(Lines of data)

-----

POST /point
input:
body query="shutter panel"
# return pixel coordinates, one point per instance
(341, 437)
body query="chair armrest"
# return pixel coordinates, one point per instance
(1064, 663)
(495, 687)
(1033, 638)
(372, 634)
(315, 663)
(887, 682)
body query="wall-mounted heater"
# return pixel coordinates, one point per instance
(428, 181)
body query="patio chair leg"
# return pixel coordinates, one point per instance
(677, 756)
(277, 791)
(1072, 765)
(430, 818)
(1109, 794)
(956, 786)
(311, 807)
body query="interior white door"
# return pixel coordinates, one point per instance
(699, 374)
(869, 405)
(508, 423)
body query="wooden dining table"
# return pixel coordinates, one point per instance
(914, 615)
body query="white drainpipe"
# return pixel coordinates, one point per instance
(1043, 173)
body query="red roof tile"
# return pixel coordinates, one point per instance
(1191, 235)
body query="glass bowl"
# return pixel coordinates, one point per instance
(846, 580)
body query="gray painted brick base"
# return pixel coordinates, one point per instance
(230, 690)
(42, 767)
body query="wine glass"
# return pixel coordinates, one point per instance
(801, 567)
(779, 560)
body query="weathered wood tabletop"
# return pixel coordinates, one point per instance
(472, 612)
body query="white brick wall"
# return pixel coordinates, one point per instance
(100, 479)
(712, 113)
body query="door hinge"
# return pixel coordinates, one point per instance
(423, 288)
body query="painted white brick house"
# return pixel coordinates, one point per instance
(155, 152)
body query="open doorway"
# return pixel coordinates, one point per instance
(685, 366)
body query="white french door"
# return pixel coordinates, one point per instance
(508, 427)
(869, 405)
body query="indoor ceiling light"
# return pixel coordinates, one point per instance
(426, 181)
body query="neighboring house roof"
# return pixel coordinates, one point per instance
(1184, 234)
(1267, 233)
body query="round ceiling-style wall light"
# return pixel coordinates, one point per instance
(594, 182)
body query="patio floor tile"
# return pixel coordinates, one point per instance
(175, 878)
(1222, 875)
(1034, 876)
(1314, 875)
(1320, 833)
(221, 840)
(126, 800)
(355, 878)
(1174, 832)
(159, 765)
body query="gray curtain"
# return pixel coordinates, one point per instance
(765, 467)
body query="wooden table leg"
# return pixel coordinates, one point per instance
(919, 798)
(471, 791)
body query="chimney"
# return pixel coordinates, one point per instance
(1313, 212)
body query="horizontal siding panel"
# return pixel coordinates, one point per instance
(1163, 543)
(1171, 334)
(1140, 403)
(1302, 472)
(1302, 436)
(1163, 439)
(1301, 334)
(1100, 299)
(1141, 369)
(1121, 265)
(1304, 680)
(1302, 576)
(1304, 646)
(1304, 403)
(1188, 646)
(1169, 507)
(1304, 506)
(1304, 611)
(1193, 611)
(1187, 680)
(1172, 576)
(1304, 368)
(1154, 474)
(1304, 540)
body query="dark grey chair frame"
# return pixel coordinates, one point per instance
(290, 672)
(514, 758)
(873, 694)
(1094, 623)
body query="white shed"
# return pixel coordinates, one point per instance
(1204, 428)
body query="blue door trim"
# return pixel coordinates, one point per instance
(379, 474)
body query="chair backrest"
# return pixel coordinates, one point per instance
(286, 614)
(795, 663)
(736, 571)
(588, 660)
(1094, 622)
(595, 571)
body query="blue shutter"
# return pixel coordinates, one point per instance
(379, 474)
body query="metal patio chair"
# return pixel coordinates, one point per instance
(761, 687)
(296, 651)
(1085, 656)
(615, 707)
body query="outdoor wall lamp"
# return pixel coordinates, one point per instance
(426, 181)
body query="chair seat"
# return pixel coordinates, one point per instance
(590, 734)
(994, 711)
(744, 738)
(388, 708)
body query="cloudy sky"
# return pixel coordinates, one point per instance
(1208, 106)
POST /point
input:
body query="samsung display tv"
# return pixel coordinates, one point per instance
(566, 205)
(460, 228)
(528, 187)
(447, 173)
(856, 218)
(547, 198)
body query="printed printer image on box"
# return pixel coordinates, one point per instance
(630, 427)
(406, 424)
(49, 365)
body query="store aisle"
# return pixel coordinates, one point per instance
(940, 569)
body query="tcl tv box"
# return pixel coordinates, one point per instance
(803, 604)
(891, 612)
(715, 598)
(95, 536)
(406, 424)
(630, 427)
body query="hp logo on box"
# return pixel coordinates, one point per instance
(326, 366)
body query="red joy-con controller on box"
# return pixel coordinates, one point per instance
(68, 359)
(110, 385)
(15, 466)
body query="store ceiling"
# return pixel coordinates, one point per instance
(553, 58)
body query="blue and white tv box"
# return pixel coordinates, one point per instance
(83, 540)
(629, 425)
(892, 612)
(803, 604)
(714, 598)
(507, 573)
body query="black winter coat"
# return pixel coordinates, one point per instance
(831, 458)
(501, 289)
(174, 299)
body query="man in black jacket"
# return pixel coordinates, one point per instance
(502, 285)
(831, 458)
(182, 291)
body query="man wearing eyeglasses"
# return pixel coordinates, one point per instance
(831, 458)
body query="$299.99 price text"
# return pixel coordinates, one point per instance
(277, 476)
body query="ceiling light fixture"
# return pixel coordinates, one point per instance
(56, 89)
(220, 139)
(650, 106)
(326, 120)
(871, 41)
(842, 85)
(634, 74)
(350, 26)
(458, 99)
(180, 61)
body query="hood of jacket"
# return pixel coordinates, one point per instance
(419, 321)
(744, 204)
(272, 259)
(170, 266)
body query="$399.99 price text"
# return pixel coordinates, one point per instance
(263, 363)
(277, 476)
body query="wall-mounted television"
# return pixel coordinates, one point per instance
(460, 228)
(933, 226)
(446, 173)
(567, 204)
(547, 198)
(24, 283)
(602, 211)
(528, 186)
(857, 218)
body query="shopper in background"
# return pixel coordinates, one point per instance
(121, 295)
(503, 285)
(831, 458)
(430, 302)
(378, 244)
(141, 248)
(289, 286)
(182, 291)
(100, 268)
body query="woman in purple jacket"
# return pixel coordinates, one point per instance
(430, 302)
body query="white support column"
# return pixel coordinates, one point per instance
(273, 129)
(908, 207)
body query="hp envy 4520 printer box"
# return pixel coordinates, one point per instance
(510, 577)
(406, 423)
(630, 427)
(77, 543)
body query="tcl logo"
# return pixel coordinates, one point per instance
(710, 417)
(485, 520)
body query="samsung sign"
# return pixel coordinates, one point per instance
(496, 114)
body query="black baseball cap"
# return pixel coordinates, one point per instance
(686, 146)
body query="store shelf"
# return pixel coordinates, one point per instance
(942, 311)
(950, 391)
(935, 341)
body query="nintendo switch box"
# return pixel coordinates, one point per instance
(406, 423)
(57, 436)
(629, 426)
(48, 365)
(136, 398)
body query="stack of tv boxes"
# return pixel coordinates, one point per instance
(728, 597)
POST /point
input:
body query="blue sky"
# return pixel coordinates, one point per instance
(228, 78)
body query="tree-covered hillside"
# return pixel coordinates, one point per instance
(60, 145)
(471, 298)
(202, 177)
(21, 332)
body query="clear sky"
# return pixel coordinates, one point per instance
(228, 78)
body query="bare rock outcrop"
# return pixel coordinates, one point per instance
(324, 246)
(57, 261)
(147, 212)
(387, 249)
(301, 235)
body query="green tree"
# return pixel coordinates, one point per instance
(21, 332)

-----

AIM OF THE TASK:
Type out the full listing again, exactly as given.

ANSWER TO THE EXERCISE:
POST /point
input:
body query="shutter panel"
# return pixel coordinates, one point per instance
(341, 437)
body query="chair armrest"
# return pixel coordinates, one point per instance
(1064, 663)
(495, 687)
(1033, 638)
(372, 634)
(315, 663)
(887, 682)
body query="wall-mounted heater"
# return pixel coordinates, one point per instance
(428, 181)
body query="patio chair leg"
# return pixel coordinates, one point per instance
(677, 756)
(277, 791)
(1072, 765)
(430, 818)
(1109, 794)
(956, 786)
(311, 807)
body query="interior white door"
# return pixel coordinates, one point per instance
(699, 374)
(869, 405)
(508, 423)
body query="wooden dining table"
# return pixel coordinates, one point per instance
(914, 615)
body query="white drainpipe"
# return pixel coordinates, one point per instance
(1043, 173)
body query="red roof tile"
# return pixel coordinates, one point per instance
(1191, 235)
body query="glass bowl"
# return pixel coordinates, one point per instance
(846, 580)
body query="gray painted brick base"
# return pixel coordinates, one point per instance
(230, 690)
(42, 767)
body query="wine glass"
# return pixel coordinates, one point per instance
(801, 567)
(779, 560)
body query="weathered wood tabletop"
# return pixel coordinates, one point per instance
(472, 612)
body query="white brick wall"
# return pixel coordinates, one point per instance
(100, 479)
(712, 113)
body query="door hinge"
# return pixel coordinates, one point per instance
(423, 288)
body query="painted white brick house"
# return pixel coordinates, one point per instance
(155, 152)
body query="open doorway"
# return pixel coordinates, one point per instance
(685, 366)
body query="white french door"
# return pixel coordinates, one point per instance
(508, 427)
(869, 405)
body query="indoor ceiling light"
# return pixel coordinates, one point per instance
(426, 181)
body query="neighboring house roof"
# return pixel coordinates, one point per instance
(1184, 234)
(1267, 233)
body query="round ceiling-style wall light"
# return pixel coordinates, one point per instance
(594, 182)
body query="patio floor tile"
# return pixel coordinates, one point per instance
(175, 878)
(1222, 875)
(1034, 876)
(1314, 875)
(1320, 833)
(221, 840)
(126, 800)
(355, 878)
(1174, 832)
(159, 765)
body query="gray curtain"
# return pixel coordinates, one point per instance
(765, 467)
body query="wooden table leg"
# return pixel coordinates, one point per instance
(919, 798)
(471, 791)
body query="chimney"
# return pixel coordinates, one point per instance
(1313, 212)
body query="horizontal siding panel"
# return pixel coordinates, one point per instance
(1163, 543)
(1171, 334)
(1140, 403)
(1302, 472)
(1302, 436)
(1163, 439)
(1301, 334)
(1100, 299)
(1141, 369)
(1121, 265)
(1304, 680)
(1302, 576)
(1304, 646)
(1304, 403)
(1188, 646)
(1169, 507)
(1304, 506)
(1304, 611)
(1193, 611)
(1187, 680)
(1172, 576)
(1304, 368)
(1154, 474)
(1304, 540)
body query="dark grey chair frame"
# return pixel coordinates, one point per instance
(290, 672)
(514, 758)
(873, 694)
(1094, 623)
body query="white shed"
# return pixel coordinates, one point per instance
(1204, 428)
body query="blue door trim"
# return pixel coordinates, one point per instance
(379, 474)
body query="chair backrest"
# return pixel coordinates, one point per instance
(286, 614)
(795, 663)
(736, 571)
(588, 660)
(1094, 622)
(595, 571)
body query="blue shutter"
# return pixel coordinates, one point per instance
(379, 474)
body query="metal patio chair"
# return pixel coordinates, one point per instance
(761, 687)
(296, 651)
(1085, 656)
(615, 707)
body query="outdoor wall lamp"
# return pixel coordinates, one point per instance
(426, 181)
body query="chair seat"
# return pixel coordinates, one point per instance
(590, 734)
(994, 711)
(744, 738)
(388, 708)
body query="cloudy sky"
# return pixel coordinates, one point per instance
(1208, 106)
POST /point
input:
body query="samsung display tv"
# return pixel coordinates, one point per instance
(566, 205)
(460, 228)
(528, 187)
(447, 173)
(856, 218)
(547, 198)
body query="printed printer image on box"
# return pixel coordinates, one point per instance
(630, 427)
(406, 424)
(49, 365)
body query="store aisle"
# return pixel coordinates, one point per instance
(940, 569)
body query="tcl tv box"
# return pixel coordinates, one point per instance
(803, 604)
(891, 612)
(715, 598)
(95, 536)
(406, 424)
(630, 427)
body query="hp logo on box"
# return pixel coordinates, one point per instance
(326, 366)
body query="red joy-con controller on box"
# return pixel coordinates, one point per instance
(68, 359)
(110, 385)
(15, 466)
body query="store ceiling"
# return pixel coordinates, one point per instance
(553, 58)
body query="blue and white tv box"
# return pixel coordinates, one point per instance
(83, 540)
(629, 425)
(892, 612)
(803, 604)
(714, 598)
(507, 573)
body query="black winter coat"
# return pixel coordinates, one point per instance
(831, 458)
(501, 289)
(174, 299)
body query="man in black jacket"
# return pixel coordinates, one point per instance
(502, 285)
(831, 458)
(182, 291)
body query="man wearing eyeglasses"
# return pixel coordinates, one point per instance
(831, 458)
body query="$299.99 price text"
# return pixel coordinates, one point per instance
(277, 476)
body query="ceiling light fixture"
# return pixel coordinates, one point per instance
(56, 89)
(220, 139)
(650, 106)
(326, 120)
(871, 41)
(842, 85)
(634, 74)
(350, 26)
(458, 99)
(180, 61)
body query="hood of jacket"
# return pixel coordinates, one point per instance
(419, 321)
(744, 204)
(272, 259)
(170, 266)
body query="$399.99 price text"
# return pixel coordinates, one point per instance
(263, 363)
(277, 476)
body query="wall-mounted television"
# return pixel coordinates, one point per instance
(460, 228)
(933, 226)
(446, 173)
(567, 204)
(547, 198)
(24, 283)
(602, 211)
(528, 186)
(857, 218)
body query="shopper in background"
# return pixel coordinates, one point per instance
(121, 295)
(503, 285)
(831, 458)
(430, 302)
(378, 244)
(141, 248)
(289, 286)
(182, 291)
(100, 268)
body query="woman in purple jacket"
# return pixel coordinates, one point per instance
(430, 302)
body query="white support column"
# return pixel coordinates, one point per instance
(273, 129)
(908, 207)
body query="hp envy 4520 printer box"
# return pixel coordinates, one point per instance
(510, 577)
(406, 423)
(630, 427)
(77, 543)
body query="tcl logo"
# return pixel coordinates, one point per instance
(710, 417)
(485, 520)
body query="samsung sign"
# return pixel coordinates, one point per instance
(496, 114)
body query="black baseball cap"
# return pixel coordinates, one point per instance
(686, 146)
body query="store shelf"
# return pixel coordinates, one point per instance
(942, 311)
(950, 391)
(935, 341)
body query="nintendo switch box"
# return pixel coordinates, one point per instance
(406, 423)
(57, 436)
(629, 426)
(48, 365)
(136, 398)
body query="stack of tv boxes"
# return pixel coordinates, one point per instance
(728, 597)
POST /point
input:
body query="blue sky"
# return pixel coordinates, one point per instance
(228, 78)
body query="tree-covered hillside"
# return pixel coordinates, one point per instance
(60, 145)
(471, 298)
(202, 177)
(21, 332)
body query="clear sky"
# return pixel coordinates, one point per instance
(228, 78)
body query="bare rock outcrop"
# return pixel coordinates, one point per instance
(324, 246)
(57, 261)
(147, 212)
(387, 249)
(301, 235)
body query="green tree"
# return pixel coordinates, one point per instance
(21, 332)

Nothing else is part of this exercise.